Coordinate labeling data:
-- Begin --
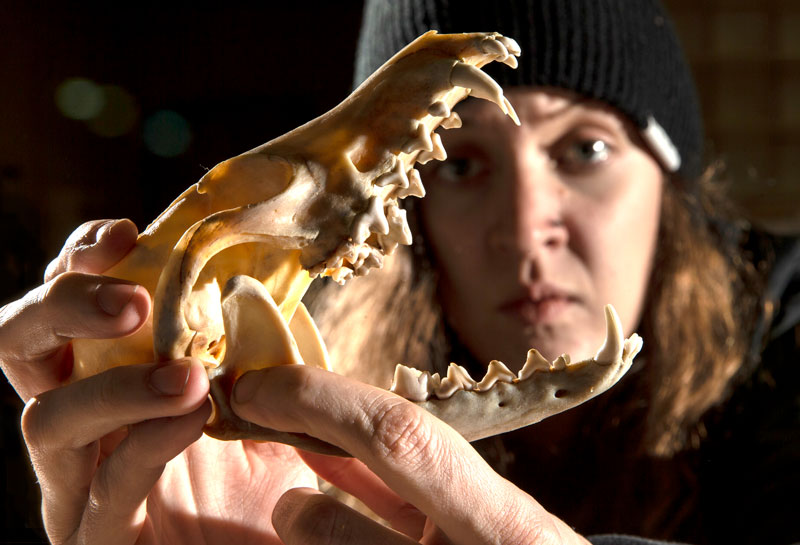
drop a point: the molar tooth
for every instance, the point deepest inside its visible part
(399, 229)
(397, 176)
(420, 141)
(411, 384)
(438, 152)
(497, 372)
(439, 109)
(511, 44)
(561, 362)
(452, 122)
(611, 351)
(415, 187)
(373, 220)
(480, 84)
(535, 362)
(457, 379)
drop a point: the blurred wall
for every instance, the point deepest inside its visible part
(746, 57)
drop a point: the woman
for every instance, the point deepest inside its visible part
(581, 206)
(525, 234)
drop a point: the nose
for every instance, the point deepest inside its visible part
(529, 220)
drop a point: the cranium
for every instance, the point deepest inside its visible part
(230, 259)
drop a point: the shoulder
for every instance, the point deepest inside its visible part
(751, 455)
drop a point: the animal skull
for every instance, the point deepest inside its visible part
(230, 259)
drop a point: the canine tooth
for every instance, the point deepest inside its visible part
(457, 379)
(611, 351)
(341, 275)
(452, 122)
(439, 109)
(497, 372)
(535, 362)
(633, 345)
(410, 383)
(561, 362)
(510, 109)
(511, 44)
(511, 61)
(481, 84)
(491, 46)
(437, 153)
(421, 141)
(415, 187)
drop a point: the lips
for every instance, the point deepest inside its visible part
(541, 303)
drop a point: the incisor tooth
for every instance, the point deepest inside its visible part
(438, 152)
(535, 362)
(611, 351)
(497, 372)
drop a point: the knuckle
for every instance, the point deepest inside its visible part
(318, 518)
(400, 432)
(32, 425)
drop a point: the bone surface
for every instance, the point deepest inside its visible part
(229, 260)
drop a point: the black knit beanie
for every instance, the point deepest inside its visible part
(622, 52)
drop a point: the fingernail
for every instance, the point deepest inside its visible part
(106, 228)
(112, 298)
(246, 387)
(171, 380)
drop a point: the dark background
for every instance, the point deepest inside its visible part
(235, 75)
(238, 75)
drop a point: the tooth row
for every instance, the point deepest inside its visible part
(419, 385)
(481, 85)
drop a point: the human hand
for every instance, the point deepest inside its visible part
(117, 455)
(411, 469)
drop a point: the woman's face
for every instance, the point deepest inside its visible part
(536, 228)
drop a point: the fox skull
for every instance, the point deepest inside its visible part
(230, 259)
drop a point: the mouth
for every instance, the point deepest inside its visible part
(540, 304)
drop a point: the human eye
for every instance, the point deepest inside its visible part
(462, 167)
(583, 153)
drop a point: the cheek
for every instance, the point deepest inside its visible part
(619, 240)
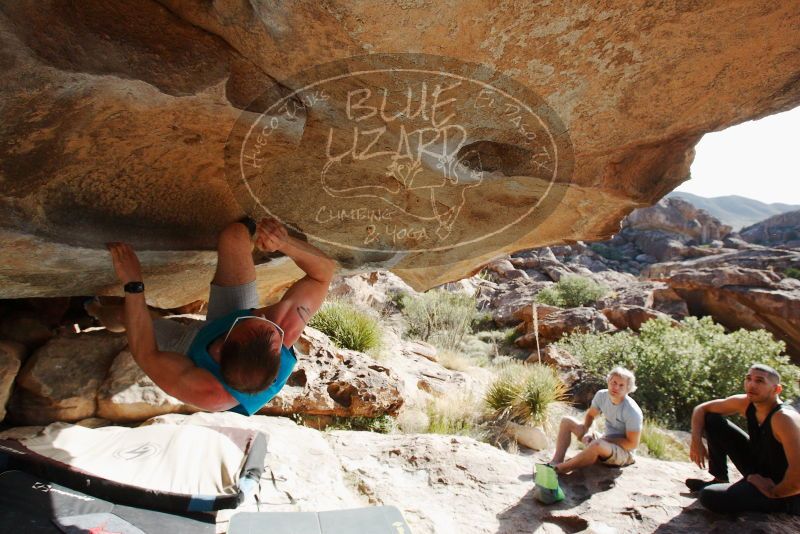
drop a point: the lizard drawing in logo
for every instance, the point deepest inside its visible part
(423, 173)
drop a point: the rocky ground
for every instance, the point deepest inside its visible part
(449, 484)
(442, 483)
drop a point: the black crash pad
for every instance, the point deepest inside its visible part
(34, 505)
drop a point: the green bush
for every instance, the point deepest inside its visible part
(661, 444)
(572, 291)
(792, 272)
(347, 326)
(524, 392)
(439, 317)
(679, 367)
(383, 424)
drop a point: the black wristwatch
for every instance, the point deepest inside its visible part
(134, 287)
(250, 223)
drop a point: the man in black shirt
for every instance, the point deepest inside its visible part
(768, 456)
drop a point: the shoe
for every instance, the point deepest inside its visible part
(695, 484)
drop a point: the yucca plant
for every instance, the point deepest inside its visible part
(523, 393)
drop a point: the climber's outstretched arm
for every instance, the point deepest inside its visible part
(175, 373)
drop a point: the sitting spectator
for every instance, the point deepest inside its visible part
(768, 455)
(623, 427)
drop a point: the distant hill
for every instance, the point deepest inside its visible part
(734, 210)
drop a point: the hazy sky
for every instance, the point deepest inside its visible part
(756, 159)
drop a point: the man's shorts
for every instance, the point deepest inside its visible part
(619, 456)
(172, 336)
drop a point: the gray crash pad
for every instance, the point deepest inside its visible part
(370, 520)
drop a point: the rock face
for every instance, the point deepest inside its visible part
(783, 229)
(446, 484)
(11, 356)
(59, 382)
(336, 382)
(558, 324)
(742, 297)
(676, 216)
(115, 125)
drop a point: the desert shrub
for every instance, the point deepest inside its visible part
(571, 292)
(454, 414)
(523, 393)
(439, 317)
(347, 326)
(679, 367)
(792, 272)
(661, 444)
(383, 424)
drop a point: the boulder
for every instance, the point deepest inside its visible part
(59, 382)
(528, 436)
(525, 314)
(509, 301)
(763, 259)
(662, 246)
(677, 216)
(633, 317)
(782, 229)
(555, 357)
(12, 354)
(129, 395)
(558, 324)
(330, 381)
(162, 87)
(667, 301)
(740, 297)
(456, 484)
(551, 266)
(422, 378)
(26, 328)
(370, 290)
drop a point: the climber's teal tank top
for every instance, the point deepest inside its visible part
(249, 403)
-- End --
▶ _Written task_
Lay out every line of the listing above as a numbered list, skipping any blank lines and leaving the pictures out.

▶ _Written solution_
1. drop a point: the molar tooth
2. for every instance, the point deepest inside its visible part
3. (399, 229)
4. (397, 176)
5. (420, 141)
6. (411, 384)
7. (438, 152)
8. (497, 372)
9. (439, 109)
10. (511, 44)
11. (561, 362)
12. (452, 122)
13. (611, 351)
14. (415, 187)
15. (373, 220)
16. (480, 84)
17. (535, 362)
18. (457, 379)
19. drop a point: the blurred wall
20. for every instance, the point deepest inside its visible part
21. (746, 57)
22. drop a point: the woman
23. for every instance, the point deepest inside its visible part
24. (581, 206)
25. (525, 234)
26. drop a point: the nose
27. for every instance, the point deepest inside its visible part
28. (529, 220)
29. drop a point: the cranium
30. for every instance, the point deepest inside its visible part
31. (230, 259)
32. drop a point: the shoulder
33. for every instance, the point deepest inside its visible part
34. (751, 455)
35. drop a point: the animal skull
36. for every instance, the point deepest inside its visible part
37. (230, 259)
38. drop a point: the canine tooth
39. for every instance, the point deepest inside its visible part
40. (457, 379)
41. (611, 351)
42. (341, 275)
43. (452, 122)
44. (439, 109)
45. (497, 372)
46. (535, 362)
47. (633, 345)
48. (410, 383)
49. (561, 362)
50. (510, 109)
51. (511, 44)
52. (511, 61)
53. (481, 84)
54. (491, 46)
55. (437, 153)
56. (421, 141)
57. (415, 187)
58. drop a point: the lips
59. for every instance, the point deepest inside its visible part
60. (541, 303)
61. drop a point: the incisor tooth
62. for every instance, the point deepest inside its visible part
63. (438, 152)
64. (535, 362)
65. (611, 351)
66. (497, 372)
67. drop a point: the knuckle
68. for every instance, the point deepest inside its visible part
69. (318, 518)
70. (400, 432)
71. (32, 425)
72. drop a point: the bone surface
73. for every instance, the point deepest inside its visible part
74. (229, 260)
75. drop a point: the black knit beanie
76. for every instance, the point deepest inside its visible part
77. (622, 52)
78. drop a point: the fingernail
79. for every instance, the point deepest inside its visible part
80. (106, 228)
81. (112, 298)
82. (246, 387)
83. (171, 380)
84. drop a point: the dark background
85. for every instance, the point deepest inside its visible part
86. (235, 75)
87. (238, 75)
88. drop a point: the tooth row
89. for every instance, the point deepest inside its visible part
90. (419, 385)
91. (481, 85)
92. drop a point: the human hand
93. for every instance, the point deepest inside its visible part
94. (117, 455)
95. (411, 469)
96. drop a point: the woman's face
97. for every instance, the point deepest inside its visible part
98. (536, 228)
99. drop a point: the fox skull
100. for every instance, the point deepest inside its visible part
101. (230, 259)
102. drop a point: the mouth
103. for every instance, the point deepest inside its visible part
104. (540, 304)
105. drop a point: the human eye
106. for every instance, the point deepest inside its visible part
107. (462, 167)
108. (583, 153)
109. drop a point: the cheek
110. for every instance, the point deepest inside its visible part
111. (619, 240)
112. drop a point: the lizard drawing in logo
113. for every instance, the point deepest inside its visible part
114. (423, 173)
115. drop a point: the rocky ground
116. for every instance, the point deepest inside its visible part
117. (449, 484)
118. (442, 483)
119. drop a point: the black crash pad
120. for every instance, the point deepest inside its visible part
121. (34, 505)
122. drop a point: the green bush
123. for every instance, the point deepest inside its visible part
124. (661, 444)
125. (572, 291)
126. (792, 272)
127. (347, 326)
128. (524, 392)
129. (439, 317)
130. (679, 367)
131. (383, 424)
132. drop a point: the black wristwatch
133. for every instance, the point deepest inside its visible part
134. (134, 287)
135. (250, 223)
136. drop a point: the man in black shirt
137. for every instance, the point deepest inside its visible part
138. (768, 456)
139. drop a point: the shoe
140. for every instance, the point deepest inside its visible part
141. (695, 484)
142. drop a point: the yucca plant
143. for every instance, the point deepest inside its visible part
144. (523, 393)
145. drop a point: the climber's outstretched arm
146. for every instance, the point deepest inside its visible part
147. (175, 373)
148. drop a point: the sitting spectator
149. for every instance, the point deepest inside its visible part
150. (768, 455)
151. (623, 427)
152. drop a point: the distant hill
153. for every instance, the point deepest inside its visible part
154. (734, 210)
155. drop a point: the hazy sky
156. for every instance, the point deepest inside its visible part
157. (756, 159)
158. drop a point: the man's shorts
159. for every instance, the point deepest inside its visible part
160. (619, 456)
161. (172, 336)
162. drop a point: the gray crash pad
163. for every instance, the point deepest inside its visible part
164. (370, 520)
165. drop a point: the rock face
166. for every instance, the point deepest inside its visible part
167. (783, 229)
168. (446, 484)
169. (11, 356)
170. (59, 382)
171. (336, 382)
172. (558, 324)
173. (742, 297)
174. (676, 216)
175. (115, 125)
176. drop a point: the desert shrub
177. for every instance, the point deepest inside its visible part
178. (571, 292)
179. (454, 414)
180. (523, 393)
181. (439, 317)
182. (347, 326)
183. (679, 367)
184. (792, 272)
185. (661, 444)
186. (383, 424)
187. drop a point: the boulder
188. for every instance, the point deepest inside its visible part
189. (59, 382)
190. (528, 436)
191. (525, 314)
192. (509, 301)
193. (763, 259)
194. (662, 246)
195. (677, 216)
196. (633, 317)
197. (782, 229)
198. (555, 357)
199. (12, 354)
200. (129, 395)
201. (558, 324)
202. (330, 381)
203. (162, 87)
204. (667, 301)
205. (740, 297)
206. (456, 484)
207. (551, 266)
208. (422, 378)
209. (26, 328)
210. (370, 290)
211. drop a point: the climber's teal tank top
212. for every instance, the point deepest inside its visible part
213. (249, 403)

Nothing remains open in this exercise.